» Task objective: The line containing "Segment every instance of the white" and every line after it, through the last line of the records, are to be transcribed exactly, and nothing else.

*** Opening Task inputs ***

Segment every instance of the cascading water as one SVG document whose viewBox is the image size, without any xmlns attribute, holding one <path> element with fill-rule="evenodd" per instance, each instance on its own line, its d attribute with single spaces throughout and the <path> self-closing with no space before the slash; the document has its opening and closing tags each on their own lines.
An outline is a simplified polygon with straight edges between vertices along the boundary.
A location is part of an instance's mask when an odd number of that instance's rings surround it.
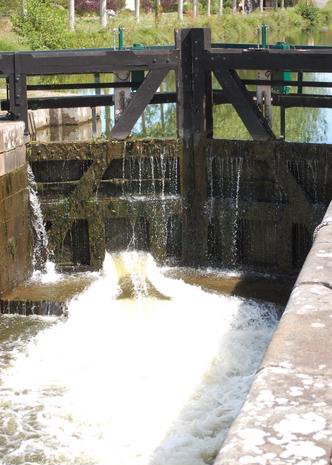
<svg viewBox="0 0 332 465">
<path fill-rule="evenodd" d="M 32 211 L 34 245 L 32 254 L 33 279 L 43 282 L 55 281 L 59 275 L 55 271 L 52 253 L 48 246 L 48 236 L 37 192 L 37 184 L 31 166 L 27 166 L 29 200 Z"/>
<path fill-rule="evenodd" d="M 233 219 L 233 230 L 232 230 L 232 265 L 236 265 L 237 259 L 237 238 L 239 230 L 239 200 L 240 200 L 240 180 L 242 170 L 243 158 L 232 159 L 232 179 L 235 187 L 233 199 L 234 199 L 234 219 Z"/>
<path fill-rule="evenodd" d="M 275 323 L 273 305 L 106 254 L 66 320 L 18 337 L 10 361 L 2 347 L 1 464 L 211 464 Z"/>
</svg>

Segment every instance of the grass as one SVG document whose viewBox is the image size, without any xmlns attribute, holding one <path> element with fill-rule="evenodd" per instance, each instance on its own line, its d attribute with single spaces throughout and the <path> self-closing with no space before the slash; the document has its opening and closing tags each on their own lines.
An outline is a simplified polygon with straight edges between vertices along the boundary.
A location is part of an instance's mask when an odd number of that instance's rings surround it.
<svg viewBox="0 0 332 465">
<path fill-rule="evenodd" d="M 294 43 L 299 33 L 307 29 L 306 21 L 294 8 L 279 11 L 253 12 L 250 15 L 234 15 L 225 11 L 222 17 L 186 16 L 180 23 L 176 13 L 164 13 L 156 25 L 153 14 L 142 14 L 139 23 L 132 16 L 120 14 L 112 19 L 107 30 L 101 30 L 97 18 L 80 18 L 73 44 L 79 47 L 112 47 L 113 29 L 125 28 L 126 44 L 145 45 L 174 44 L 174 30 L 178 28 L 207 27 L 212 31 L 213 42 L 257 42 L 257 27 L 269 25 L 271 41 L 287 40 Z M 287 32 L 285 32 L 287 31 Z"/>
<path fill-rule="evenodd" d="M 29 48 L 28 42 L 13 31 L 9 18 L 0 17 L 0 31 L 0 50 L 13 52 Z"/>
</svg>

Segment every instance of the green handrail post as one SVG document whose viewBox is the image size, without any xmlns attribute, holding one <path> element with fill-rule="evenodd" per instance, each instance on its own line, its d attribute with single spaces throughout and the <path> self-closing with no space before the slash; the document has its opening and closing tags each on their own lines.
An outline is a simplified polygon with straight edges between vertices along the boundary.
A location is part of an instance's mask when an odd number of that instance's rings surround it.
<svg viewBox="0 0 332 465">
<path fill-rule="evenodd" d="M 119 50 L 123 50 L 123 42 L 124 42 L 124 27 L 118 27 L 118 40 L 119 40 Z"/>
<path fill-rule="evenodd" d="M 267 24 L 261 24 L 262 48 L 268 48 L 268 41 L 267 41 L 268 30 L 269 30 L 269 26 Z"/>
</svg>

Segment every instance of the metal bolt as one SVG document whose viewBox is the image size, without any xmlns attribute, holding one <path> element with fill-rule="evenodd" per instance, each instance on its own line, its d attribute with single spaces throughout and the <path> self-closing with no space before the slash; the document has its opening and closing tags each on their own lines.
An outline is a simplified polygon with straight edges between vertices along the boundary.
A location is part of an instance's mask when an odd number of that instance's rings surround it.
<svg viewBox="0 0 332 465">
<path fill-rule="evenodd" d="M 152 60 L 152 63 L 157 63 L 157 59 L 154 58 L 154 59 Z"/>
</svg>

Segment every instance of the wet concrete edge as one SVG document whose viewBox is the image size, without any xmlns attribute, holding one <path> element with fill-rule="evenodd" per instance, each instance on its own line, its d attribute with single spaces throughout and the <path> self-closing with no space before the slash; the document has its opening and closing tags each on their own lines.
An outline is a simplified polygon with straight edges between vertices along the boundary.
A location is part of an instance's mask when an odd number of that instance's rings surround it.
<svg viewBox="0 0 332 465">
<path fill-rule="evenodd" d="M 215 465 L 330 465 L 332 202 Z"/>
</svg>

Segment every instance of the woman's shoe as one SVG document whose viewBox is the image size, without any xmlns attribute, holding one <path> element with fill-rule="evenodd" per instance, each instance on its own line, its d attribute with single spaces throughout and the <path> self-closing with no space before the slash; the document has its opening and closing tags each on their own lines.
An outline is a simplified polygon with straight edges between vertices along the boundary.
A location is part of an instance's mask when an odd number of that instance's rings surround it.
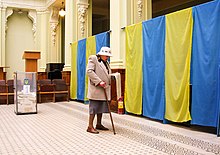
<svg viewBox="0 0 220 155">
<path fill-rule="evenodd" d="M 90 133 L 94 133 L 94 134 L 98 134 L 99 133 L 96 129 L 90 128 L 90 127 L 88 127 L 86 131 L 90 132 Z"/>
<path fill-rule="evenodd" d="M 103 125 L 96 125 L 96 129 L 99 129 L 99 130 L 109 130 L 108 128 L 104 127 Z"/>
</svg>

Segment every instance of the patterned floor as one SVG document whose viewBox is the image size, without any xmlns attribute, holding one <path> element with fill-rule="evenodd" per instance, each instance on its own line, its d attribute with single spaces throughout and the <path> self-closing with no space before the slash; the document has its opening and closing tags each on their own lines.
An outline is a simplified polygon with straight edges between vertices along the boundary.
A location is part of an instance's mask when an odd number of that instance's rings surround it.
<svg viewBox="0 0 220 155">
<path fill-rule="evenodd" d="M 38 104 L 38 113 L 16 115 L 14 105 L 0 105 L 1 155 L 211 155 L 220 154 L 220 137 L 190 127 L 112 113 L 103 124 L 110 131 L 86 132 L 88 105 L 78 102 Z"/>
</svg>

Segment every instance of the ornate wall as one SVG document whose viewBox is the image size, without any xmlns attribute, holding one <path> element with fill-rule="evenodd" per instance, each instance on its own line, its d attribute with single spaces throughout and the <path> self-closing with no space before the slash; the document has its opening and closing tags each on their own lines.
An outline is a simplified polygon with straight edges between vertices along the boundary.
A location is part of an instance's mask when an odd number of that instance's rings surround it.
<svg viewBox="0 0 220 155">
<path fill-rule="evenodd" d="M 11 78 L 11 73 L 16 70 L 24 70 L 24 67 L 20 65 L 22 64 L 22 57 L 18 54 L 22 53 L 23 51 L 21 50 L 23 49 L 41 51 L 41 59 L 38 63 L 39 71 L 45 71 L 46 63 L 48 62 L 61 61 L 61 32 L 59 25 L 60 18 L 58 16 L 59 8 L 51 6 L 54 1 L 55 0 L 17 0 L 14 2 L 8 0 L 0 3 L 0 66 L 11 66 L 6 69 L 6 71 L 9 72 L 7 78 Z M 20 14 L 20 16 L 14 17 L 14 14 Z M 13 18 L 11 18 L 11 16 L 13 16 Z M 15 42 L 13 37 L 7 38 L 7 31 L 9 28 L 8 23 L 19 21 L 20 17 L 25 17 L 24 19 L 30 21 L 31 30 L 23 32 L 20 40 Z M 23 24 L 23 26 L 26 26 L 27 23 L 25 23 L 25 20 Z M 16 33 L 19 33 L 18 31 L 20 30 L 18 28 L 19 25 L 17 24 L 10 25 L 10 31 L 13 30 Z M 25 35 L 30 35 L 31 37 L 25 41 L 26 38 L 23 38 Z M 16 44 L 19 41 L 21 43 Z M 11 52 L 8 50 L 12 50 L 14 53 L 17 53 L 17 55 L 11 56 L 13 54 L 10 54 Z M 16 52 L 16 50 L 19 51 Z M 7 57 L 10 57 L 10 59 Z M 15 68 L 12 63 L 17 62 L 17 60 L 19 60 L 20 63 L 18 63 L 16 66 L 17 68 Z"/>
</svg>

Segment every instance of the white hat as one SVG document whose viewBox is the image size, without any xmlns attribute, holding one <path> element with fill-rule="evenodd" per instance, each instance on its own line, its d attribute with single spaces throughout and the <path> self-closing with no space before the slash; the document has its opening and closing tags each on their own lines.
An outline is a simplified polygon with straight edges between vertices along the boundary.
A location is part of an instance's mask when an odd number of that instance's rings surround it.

*** Closing Task inputs ***

» Output for this task:
Segment every instance of the white hat as one SVG document whose viewBox is the image size, without any xmlns attribute, holding one <path> element with fill-rule="evenodd" per instance, each instance on its own line, its d attribute with single spaces throughout and the <path> self-closing with no space before the slash; the document has its opening and closing tags each on their own lines.
An outline is a simplified polygon with straight edges between vertices along the boundary.
A location is part of an instance's mask when an odd number of that instance's rings surround it.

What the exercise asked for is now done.